╭─ Passage

Far more heat than light
Wednesday, May 24, 2017 - Posted by Rich Miller
* Apparently, this situation calls for a futile gesture on somebody’s part. In this case, a front-page editorial…
A year ago we declared “Enough.” The day after, the governor and lawmakers passed a six-month stopgap spending plan that did not provide lasting stability. That’s not good enough.
It’s time to demand that Governor Rauner and our lawmakers do what is right. It’s time for the budget to come first. To not do so will cement their legacy with one word that encapsulates the sorry condition of our state.
Unacceptable.
* Except here’s how the SJ-R described the Senate’s fairly reasonable balanced budget proposal…
Every sign of progress has been marred by partisan politics. A budget was approved Tuesday by the Senate — with no Republican support. Even if the House concurs, Rauner likely will veto a measure only supported by Democrats. A bipartisan compromise is needed for Illinois to persevere.
A bipartisan compromise is required, but sometimes you gotta force the issue. So instead of saying the Senate’s bills should be put on Rauner’s desk and he should sign them, or at the very least the Senate’s proposal should be used as a template for a final deal, they punted.
* From the Sun-Times editorial…
That Gov. Bruce Rauner and the Illinois House and Senate would allow Illinois to stumble through yet a third year without a budget, as bills and debt pile up and businesses and residents leave, is beyond irresponsible.
And spare us the lecture about the need for structural reform first. If Illinois keeps going like this, there won’t be much to structure or reform.

╰─
╭─ Data shown

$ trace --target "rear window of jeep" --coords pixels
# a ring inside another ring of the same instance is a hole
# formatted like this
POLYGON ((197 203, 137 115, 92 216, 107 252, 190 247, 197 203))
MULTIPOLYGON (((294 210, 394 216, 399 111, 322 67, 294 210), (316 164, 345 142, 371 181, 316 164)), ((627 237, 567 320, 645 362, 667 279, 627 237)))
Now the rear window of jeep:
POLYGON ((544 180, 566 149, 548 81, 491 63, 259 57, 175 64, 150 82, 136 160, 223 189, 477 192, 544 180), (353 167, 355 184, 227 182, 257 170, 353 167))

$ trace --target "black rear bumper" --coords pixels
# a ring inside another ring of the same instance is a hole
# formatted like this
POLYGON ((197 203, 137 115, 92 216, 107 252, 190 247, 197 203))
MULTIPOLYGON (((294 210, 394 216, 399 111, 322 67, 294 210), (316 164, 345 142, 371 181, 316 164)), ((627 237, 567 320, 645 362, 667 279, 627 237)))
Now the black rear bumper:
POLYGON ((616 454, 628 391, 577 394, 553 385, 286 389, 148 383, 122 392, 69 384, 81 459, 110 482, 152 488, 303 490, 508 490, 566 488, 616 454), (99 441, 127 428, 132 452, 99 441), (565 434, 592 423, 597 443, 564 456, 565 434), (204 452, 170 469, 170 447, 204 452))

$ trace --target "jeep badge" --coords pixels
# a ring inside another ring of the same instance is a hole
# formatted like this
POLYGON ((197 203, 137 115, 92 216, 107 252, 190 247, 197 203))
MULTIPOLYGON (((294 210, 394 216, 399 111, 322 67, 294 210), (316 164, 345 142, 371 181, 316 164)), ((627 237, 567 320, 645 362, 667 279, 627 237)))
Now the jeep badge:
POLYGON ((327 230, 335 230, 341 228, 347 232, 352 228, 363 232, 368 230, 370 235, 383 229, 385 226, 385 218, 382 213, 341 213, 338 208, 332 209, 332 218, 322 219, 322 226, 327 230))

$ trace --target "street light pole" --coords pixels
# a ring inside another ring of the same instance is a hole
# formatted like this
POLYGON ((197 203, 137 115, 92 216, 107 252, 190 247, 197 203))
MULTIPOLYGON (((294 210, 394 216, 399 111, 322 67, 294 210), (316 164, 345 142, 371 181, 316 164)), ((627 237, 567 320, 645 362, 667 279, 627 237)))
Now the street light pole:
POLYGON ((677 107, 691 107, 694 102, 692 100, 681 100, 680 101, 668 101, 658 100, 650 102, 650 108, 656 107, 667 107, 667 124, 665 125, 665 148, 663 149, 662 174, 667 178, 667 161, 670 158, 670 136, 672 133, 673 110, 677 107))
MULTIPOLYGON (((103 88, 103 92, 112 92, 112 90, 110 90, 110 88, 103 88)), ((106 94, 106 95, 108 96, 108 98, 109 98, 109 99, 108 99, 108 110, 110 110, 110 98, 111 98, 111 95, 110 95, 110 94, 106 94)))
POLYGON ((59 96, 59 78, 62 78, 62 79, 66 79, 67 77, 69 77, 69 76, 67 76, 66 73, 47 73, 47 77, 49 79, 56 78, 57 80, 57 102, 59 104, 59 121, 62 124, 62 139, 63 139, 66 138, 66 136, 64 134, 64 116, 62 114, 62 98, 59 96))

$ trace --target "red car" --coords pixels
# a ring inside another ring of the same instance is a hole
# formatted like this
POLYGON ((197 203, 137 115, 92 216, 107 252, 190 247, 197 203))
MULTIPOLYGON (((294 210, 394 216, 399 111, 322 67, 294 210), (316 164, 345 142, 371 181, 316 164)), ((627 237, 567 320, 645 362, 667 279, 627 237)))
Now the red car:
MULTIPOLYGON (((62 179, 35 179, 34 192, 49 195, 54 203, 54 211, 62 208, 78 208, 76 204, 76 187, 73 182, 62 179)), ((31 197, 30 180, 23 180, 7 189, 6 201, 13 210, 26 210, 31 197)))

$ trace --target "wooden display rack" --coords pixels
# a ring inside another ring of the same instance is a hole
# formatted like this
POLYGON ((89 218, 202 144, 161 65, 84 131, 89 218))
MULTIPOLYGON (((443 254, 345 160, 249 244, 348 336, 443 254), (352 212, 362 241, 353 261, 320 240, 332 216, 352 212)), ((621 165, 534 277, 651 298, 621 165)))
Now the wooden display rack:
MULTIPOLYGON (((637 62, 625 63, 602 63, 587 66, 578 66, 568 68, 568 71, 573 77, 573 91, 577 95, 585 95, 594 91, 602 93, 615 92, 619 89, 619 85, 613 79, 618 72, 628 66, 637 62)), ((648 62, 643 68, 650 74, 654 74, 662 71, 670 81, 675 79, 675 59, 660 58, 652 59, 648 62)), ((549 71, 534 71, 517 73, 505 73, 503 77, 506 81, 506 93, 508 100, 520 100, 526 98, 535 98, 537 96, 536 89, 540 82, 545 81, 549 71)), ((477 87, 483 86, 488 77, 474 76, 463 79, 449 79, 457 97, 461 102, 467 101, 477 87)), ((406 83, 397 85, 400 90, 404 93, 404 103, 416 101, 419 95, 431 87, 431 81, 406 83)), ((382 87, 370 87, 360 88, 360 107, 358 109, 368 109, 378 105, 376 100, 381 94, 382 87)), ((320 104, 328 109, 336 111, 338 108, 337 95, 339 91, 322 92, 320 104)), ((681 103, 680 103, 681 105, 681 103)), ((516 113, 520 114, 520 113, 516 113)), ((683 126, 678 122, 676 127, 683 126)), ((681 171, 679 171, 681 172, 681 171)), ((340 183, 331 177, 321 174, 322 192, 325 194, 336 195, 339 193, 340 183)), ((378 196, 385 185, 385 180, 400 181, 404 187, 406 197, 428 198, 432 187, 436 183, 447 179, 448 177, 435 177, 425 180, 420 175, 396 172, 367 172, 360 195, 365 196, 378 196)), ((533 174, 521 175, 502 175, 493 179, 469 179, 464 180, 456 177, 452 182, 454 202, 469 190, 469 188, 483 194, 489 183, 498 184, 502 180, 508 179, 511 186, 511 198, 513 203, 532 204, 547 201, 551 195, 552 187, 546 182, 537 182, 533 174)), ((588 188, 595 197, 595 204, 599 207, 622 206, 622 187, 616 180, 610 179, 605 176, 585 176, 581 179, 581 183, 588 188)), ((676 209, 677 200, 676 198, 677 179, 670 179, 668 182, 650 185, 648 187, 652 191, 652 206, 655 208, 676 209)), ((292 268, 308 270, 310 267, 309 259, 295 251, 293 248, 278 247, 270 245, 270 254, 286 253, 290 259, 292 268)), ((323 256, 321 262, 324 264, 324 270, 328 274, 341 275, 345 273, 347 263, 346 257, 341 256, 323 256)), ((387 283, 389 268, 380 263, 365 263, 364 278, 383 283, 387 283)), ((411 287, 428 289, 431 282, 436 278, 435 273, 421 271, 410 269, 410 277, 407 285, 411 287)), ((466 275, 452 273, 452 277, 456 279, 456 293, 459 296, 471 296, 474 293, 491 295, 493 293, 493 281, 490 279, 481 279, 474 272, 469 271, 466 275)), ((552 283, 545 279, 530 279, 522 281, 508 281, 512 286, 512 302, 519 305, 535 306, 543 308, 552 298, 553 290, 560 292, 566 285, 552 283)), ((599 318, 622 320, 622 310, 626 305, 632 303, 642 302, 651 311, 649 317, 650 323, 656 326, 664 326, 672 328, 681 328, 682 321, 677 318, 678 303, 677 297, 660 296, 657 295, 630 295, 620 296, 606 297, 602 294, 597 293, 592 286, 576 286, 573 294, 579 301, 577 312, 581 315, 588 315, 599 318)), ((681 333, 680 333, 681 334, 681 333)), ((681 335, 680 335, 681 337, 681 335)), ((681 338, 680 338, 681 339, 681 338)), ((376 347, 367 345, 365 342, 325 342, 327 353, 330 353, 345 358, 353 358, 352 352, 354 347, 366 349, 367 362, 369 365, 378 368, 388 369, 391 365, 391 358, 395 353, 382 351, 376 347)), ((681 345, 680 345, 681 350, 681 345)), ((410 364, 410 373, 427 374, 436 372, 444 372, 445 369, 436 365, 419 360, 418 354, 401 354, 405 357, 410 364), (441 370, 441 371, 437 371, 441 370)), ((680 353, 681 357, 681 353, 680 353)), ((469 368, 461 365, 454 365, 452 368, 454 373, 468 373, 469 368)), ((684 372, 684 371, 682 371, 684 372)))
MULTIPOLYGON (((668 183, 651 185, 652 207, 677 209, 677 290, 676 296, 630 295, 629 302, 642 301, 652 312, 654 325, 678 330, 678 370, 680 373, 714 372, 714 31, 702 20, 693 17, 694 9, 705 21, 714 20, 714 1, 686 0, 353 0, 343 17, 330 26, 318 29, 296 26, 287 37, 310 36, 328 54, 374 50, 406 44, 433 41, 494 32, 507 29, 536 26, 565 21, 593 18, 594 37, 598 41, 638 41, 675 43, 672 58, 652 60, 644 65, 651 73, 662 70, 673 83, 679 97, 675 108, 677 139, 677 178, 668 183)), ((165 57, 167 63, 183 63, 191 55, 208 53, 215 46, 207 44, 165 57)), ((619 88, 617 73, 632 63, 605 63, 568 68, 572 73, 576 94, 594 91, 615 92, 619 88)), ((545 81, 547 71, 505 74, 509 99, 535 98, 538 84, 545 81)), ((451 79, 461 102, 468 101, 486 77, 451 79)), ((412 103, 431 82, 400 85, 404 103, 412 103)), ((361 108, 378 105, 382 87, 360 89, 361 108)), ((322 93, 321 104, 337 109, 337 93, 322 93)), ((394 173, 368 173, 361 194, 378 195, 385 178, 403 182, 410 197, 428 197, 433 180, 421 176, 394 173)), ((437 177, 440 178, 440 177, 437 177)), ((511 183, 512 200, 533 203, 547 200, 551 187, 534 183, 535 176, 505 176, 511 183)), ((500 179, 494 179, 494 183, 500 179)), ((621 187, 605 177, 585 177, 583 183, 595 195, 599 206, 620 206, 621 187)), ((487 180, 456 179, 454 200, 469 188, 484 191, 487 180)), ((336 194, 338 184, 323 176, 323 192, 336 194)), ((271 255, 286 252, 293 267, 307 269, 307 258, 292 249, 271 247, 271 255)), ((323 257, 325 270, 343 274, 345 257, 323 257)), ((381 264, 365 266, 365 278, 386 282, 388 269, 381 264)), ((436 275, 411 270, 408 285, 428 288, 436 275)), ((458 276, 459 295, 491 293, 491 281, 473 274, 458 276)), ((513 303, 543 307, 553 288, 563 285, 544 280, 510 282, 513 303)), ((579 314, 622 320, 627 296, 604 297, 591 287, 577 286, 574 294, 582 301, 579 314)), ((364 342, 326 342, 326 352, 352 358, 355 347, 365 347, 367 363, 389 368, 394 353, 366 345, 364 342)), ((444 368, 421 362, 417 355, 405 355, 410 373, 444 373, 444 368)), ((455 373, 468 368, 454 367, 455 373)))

╰─

What is asked
Please summarize the budget post in exactly three sentences.

Response to the task
The post quotes a front-page SJ-R editorial that demands Governor Rauner and lawmakers put the budget first and calls failure to do so "Unacceptable." It faults that editorial for describing the Senate's balanced budget as marred by partisan politics and calling for bipartisan compromise, rather than saying Rauner should sign the Senate's bills or use them as a template for a final deal. It also quotes a Sun-Times editorial calling a third year without a budget beyond irresponsible and rejecting the argument that structural reform must come first.